RECORDS TO PROCESS:

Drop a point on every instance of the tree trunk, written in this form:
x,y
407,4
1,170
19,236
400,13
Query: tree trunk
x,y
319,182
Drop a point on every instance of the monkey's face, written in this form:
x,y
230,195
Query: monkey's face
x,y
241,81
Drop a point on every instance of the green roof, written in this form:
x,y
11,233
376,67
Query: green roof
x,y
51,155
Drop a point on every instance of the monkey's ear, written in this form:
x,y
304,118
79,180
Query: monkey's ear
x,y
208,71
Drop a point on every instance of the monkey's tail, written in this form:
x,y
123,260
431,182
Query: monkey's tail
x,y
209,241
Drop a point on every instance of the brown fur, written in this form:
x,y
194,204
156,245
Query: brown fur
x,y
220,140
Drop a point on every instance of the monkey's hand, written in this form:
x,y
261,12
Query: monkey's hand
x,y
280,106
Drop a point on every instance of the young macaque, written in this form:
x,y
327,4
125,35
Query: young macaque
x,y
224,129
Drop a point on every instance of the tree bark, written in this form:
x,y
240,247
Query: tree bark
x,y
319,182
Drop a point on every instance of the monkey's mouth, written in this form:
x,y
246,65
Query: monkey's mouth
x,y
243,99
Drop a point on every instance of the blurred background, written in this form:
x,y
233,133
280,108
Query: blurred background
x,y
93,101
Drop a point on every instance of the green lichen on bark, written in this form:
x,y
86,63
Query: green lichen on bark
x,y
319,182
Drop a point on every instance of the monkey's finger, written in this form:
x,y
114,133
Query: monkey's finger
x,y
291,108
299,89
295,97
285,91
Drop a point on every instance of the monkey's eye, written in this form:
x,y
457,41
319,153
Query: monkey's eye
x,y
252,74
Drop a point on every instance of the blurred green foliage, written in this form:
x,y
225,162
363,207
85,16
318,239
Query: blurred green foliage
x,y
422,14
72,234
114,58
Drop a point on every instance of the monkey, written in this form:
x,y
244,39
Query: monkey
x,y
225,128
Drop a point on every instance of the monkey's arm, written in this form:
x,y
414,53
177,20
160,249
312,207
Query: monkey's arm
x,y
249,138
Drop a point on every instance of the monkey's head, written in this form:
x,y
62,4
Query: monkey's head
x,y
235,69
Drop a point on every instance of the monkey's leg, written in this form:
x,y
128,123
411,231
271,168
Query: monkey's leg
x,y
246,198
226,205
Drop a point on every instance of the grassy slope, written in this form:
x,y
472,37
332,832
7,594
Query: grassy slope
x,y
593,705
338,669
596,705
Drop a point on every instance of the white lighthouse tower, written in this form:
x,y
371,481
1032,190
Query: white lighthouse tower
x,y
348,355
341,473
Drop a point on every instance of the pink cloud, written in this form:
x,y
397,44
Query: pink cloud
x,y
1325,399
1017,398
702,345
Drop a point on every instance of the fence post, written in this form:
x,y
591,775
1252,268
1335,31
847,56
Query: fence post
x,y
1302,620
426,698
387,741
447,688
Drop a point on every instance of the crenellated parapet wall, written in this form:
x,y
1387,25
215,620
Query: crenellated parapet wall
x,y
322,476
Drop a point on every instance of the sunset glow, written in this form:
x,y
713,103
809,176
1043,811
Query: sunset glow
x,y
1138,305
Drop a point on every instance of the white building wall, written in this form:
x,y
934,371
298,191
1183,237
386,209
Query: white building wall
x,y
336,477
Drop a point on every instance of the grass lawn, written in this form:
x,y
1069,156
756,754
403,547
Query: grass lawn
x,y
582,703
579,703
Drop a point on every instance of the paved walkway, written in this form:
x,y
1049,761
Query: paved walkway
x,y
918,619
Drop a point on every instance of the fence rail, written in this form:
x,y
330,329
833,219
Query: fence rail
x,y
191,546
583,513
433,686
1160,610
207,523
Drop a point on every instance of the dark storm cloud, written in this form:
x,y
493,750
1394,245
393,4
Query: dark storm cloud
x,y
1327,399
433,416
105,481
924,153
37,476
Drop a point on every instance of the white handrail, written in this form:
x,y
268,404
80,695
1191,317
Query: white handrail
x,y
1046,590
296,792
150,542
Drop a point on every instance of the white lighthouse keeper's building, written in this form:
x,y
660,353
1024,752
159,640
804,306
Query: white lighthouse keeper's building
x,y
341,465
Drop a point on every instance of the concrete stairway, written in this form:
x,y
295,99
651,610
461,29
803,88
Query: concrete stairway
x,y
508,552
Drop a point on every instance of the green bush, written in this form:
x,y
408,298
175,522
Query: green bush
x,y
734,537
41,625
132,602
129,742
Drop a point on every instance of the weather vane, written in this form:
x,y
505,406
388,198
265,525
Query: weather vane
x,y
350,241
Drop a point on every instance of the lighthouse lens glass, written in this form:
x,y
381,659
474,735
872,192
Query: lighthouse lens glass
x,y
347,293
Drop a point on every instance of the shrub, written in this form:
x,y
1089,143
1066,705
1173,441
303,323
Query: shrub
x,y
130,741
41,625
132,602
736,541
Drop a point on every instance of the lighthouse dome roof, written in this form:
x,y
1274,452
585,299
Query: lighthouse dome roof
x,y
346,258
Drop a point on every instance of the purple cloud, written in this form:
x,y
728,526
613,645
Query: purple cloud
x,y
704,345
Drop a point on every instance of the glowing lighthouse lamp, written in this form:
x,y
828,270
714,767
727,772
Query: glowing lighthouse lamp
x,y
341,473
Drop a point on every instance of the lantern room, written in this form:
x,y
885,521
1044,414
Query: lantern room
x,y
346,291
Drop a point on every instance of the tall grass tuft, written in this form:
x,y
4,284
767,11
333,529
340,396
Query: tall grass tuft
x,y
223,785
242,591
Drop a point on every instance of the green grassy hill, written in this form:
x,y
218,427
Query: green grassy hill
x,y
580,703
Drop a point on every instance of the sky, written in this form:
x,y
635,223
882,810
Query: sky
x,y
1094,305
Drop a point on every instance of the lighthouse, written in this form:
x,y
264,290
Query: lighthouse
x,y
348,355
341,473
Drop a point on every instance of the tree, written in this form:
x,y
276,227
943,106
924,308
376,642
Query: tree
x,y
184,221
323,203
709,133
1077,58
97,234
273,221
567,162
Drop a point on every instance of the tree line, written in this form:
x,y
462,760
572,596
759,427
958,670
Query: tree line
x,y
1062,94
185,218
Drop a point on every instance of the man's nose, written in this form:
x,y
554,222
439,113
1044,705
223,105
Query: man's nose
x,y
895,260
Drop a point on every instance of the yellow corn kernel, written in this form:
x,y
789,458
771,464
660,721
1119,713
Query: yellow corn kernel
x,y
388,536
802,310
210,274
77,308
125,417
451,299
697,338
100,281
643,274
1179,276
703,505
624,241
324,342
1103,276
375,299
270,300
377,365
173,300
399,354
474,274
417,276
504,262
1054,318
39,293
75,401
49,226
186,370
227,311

WORK ORDER:
The expected response reproduces all of the data precisely.

RESPONSE FOR THIS EXERCISE:
Drop a point on every instance of the tree trunk, written in this form:
x,y
407,4
1,170
19,236
400,13
Query: tree trunk
x,y
319,182
Drop a point on every instance of the monkey's face, written in this form:
x,y
230,195
Query: monkey's face
x,y
241,81
Drop a point on every instance of the green roof, written in this form:
x,y
11,233
376,67
Query: green roof
x,y
51,155
Drop a point on every instance of the monkey's ear, written in this form:
x,y
304,118
79,180
Query: monkey's ear
x,y
208,71
Drop a point on every instance of the monkey's tail, written in this form:
x,y
123,260
431,182
Query: monkey's tail
x,y
209,241
Drop a point on every instance of the brown fur, written in this form:
x,y
194,204
156,245
Query: brown fur
x,y
220,140
Drop a point on every instance of the monkey's hand, written in this form:
x,y
261,12
Query: monkey's hand
x,y
280,106
Drop a point on every instance of the young macaque, written in this form:
x,y
327,4
125,35
Query: young macaque
x,y
224,129
Drop a point on every instance of the tree bark, written in this form:
x,y
240,247
Query: tree bark
x,y
319,182
Drop a point on every instance of the monkey's mouth, written in this form:
x,y
246,65
Query: monkey's mouth
x,y
243,99
Drop a point on every instance of the blurred background, written in this form:
x,y
233,133
280,108
Query: blurred background
x,y
93,101
Drop a point on every instance of the green lichen on bark, written in this form:
x,y
86,63
Query: green lichen on bark
x,y
319,182
Drop a point on every instance of the monkey's finger, written in this form:
x,y
114,133
Query: monkey's finger
x,y
291,108
299,89
295,97
285,91
Drop a point on every instance of the monkey's eye, written in this form:
x,y
457,41
319,153
Query: monkey's eye
x,y
252,74
Drop a point on every instance of the blurred green foliage, written in this form:
x,y
225,162
363,207
85,16
318,239
Query: blurred green foliage
x,y
422,14
72,234
114,58
Drop a point on every instance of the monkey, written in this form:
x,y
244,39
Query: monkey
x,y
225,128
Drop a point on every instance of the monkey's arm, written in this form:
x,y
414,53
177,20
160,249
312,207
Query: monkey's arm
x,y
249,138
Drop a point on every instance of the monkey's head, written in this form:
x,y
62,4
Query: monkey's head
x,y
235,69
Drop a point on every instance of the monkey's leg, written in this form:
x,y
128,123
411,231
271,168
Query: monkey's leg
x,y
246,198
226,205
Drop a point on every instance of the grassy slope, written in this form:
x,y
472,37
332,832
7,594
Query: grassy slope
x,y
593,705
338,669
596,705
Drop a point on every instance of the white lighthouse tower, written in this form:
x,y
371,481
1032,190
Query: white lighthouse tower
x,y
348,355
341,473
Drop a point on every instance of the pink cloud, written in this form:
x,y
397,44
Query: pink cloud
x,y
1325,399
1017,398
702,345
Drop a point on every instance of the fence post, written in this form:
x,y
591,775
1252,268
1335,31
847,56
Query: fence post
x,y
1302,620
426,698
387,741
447,688
Drop a point on every instance of the crenellated parapet wall, written in this form:
x,y
1387,25
215,620
Query: crenellated parapet wall
x,y
322,476
Drop a point on every instance of the sunset glow, written in this form:
x,y
713,103
809,176
1043,811
Query: sunset glow
x,y
1138,305
Drop a point on every instance of the white building wall, written in this form:
x,y
934,371
298,191
1183,237
386,209
Query: white building wall
x,y
336,477
Drop a point on every instance of the grass lawn, written in this form:
x,y
1069,156
756,754
403,547
Query: grass lawn
x,y
582,703
579,703
Drop a point on every instance of the paved walkway, written in this form:
x,y
1049,761
Query: paved walkway
x,y
918,619
Drop a point on every instance of the fence rail, written in this form:
x,y
330,329
833,219
Query: fence rail
x,y
191,546
583,513
433,686
1160,610
207,523
Drop a point on every instance of the dark storm cloud, written in this form:
x,y
493,750
1394,245
393,4
Query: dark storm cloud
x,y
1327,399
433,416
105,481
924,153
37,476
Drop a point on every instance of the white handrail, written in this form:
x,y
268,404
80,695
1191,317
Query: white handrail
x,y
1046,590
296,792
150,542
Drop a point on every instance of the white lighthouse keeper's building, written in this form:
x,y
660,353
1024,752
159,640
804,306
Query: white lighthouse keeper's building
x,y
341,465
Drop a point on every instance of the concrete stairway, written in this form:
x,y
295,99
651,610
461,29
803,88
Query: concrete stairway
x,y
508,552
Drop a point on every instance of the green bush, written in this form:
x,y
408,298
175,522
Query: green bush
x,y
734,537
41,625
132,602
129,742
Drop a point on every instance of the weather vane, written in this form:
x,y
505,406
388,198
265,525
Query: weather vane
x,y
350,241
Drop a point on every instance of the lighthouse lens glass, written in this form:
x,y
381,659
474,735
872,192
Query: lighthouse lens glass
x,y
347,293
Drop a point on every instance of the shrub, written in this form:
x,y
1089,143
1066,705
1173,441
303,323
Query: shrub
x,y
130,741
41,625
132,602
736,541
Drop a point on every instance of the lighthouse dome roof, written in this form:
x,y
1274,452
585,299
Query: lighthouse dome roof
x,y
346,258
Drop a point on every instance of the purple cloud, written in this form:
x,y
728,526
613,645
Query: purple cloud
x,y
704,345
Drop a point on every instance of the glowing lighthouse lamp, written in this form:
x,y
828,270
714,767
727,772
Query: glowing lighthouse lamp
x,y
341,473
Drop a point on every instance of the lantern room, written in this form:
x,y
885,521
1044,414
Query: lantern room
x,y
346,291
Drop a point on every instance of the tall grass tuft, written in this form:
x,y
4,284
767,11
333,529
340,396
Query: tall grass tuft
x,y
223,785
242,591
Drop a point on every instance of the green grassy hill, written in this form:
x,y
218,427
Query: green grassy hill
x,y
580,703
Drop a point on every instance of the sky, written in this form:
x,y
635,223
882,810
Query: sky
x,y
1094,305
Drop a point on every instance of the lighthouse, written in this form:
x,y
264,290
Query: lighthouse
x,y
348,355
341,473
Drop a point on every instance of the tree, written in this form:
x,y
276,227
943,106
924,308
376,642
Query: tree
x,y
184,221
323,203
709,133
1077,58
97,234
273,221
567,162
Drop a point on every instance of the tree line, written in this form:
x,y
462,760
572,596
759,427
958,670
Query: tree line
x,y
1062,94
185,218
Drop a point on every instance of the man's nose, written in this form:
x,y
554,222
439,113
1044,705
223,105
Query: man's nose
x,y
895,260
Drop a point on every instance of the yellow corn kernel, written in this form:
x,y
789,458
771,464
660,721
1119,713
Query: yellow corn kernel
x,y
388,536
802,310
210,274
77,308
125,417
451,299
697,338
100,281
643,274
1179,276
703,505
624,241
324,342
1103,276
375,299
270,300
377,365
173,300
399,354
474,274
417,276
504,262
1054,318
39,293
75,401
49,226
186,370
227,311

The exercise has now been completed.